▸ Task objective: The whole listing is to be set down again without alteration.

▸ Data provided:
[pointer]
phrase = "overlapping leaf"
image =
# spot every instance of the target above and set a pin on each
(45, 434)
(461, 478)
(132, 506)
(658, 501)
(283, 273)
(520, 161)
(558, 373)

▸ Task output:
[pointer]
phrase = "overlapping leaf"
image =
# spot every instance of the target above and set a pin on each
(45, 434)
(461, 478)
(132, 506)
(658, 501)
(283, 273)
(520, 161)
(558, 373)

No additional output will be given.